Everything was possible on this night of mysterious power. The dark sky was alight with bonfires, and people dancing around them, singing "Long live the dance and those who are in it /Senor San Juan! / Even the stars will join in / Viva la danza y los que en ella estan!" Long live the dance and those who are in it!" The Church had succeeded in renaming Midsummer's Day after one of its saints, but not in eliminating the ancient customs.

 

At sunrise the sun dances with joy, and the entire world is washed clean, full of grace. The xanas emerge from their wells and caves, combing their long hair, and people sought gifts of abundance from them. (Xanas are faeries whose name is derived from the Roman dianae, or dianas.) At Salas tradition prescribed going to the xana's fountain on St John's morn to say, "Xana, take my poverty / Give me your wealth." [Canellada, 249, 262]

 

In the Harz mountains Germans kept up a custom of dancing around a tree of life on the summer solstice. They cut a tall fir, shaved off the lower bark leaving its top green, decked it with flowers and other things. They put this sanctified tree in the center of their midsummer ritual, and came dressed in their festival best to play music, sing, and dance rounds.

- [PROBLEM SET]
1. From the Midsummer customs passage, extract the words from "At sunrise the" to "and dance rounds.".
2. Decide whether each statement agrees with the Midsummer customs passage, and answer yes or no, quoting the words that settle it. (a) The Church eliminated the ancient customs of Midsummer's Day. (b) The xanas comb their long hair as they come out of their wells and caves. (c) In the Harz mountains, the fir's lower bark was shaved off and its top left green.
3. According to the Midsummer customs passage, what Roman name does the name of the xanas come from?

- [PROVIDED MATERIAL]
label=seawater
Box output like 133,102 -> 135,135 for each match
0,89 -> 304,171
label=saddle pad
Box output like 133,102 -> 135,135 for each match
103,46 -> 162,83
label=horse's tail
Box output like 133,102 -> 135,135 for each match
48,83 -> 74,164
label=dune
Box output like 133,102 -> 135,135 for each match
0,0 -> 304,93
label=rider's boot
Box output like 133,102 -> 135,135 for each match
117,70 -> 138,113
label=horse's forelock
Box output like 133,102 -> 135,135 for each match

- [COMPLETED EXERCISE]
1.
At sunrise the sun dances with joy, and the entire world is washed clean, full of grace. The xanas emerge from their wells and caves, combing their long hair, and people sought gifts of abundance from them. (Xanas are faeries whose name is derived from the Roman dianae, or dianas.) At Salas tradition prescribed going to the xana's fountain on St John's morn to say, "Xana, take my poverty / Give me your wealth." [Canellada, 249, 262]

 

In the Harz mountains Germans kept up a custom of dancing around a tree of life on the summer solstice. They cut a tall fir, shaved off the lower bark leaving its top green, decked it with flowers and other things. They put this sanctified tree in the center of their midsummer ritual, and came dressed in their festival best to play music, sing, and dance rounds.

2.
(a) No: "but not in eliminating the ancient customs."
(b) Yes: "The xanas emerge from their wells and caves, combing their long hair"
(c) Yes: "shaved off the lower bark leaving its top green"

3. The Roman dianae, or dianas.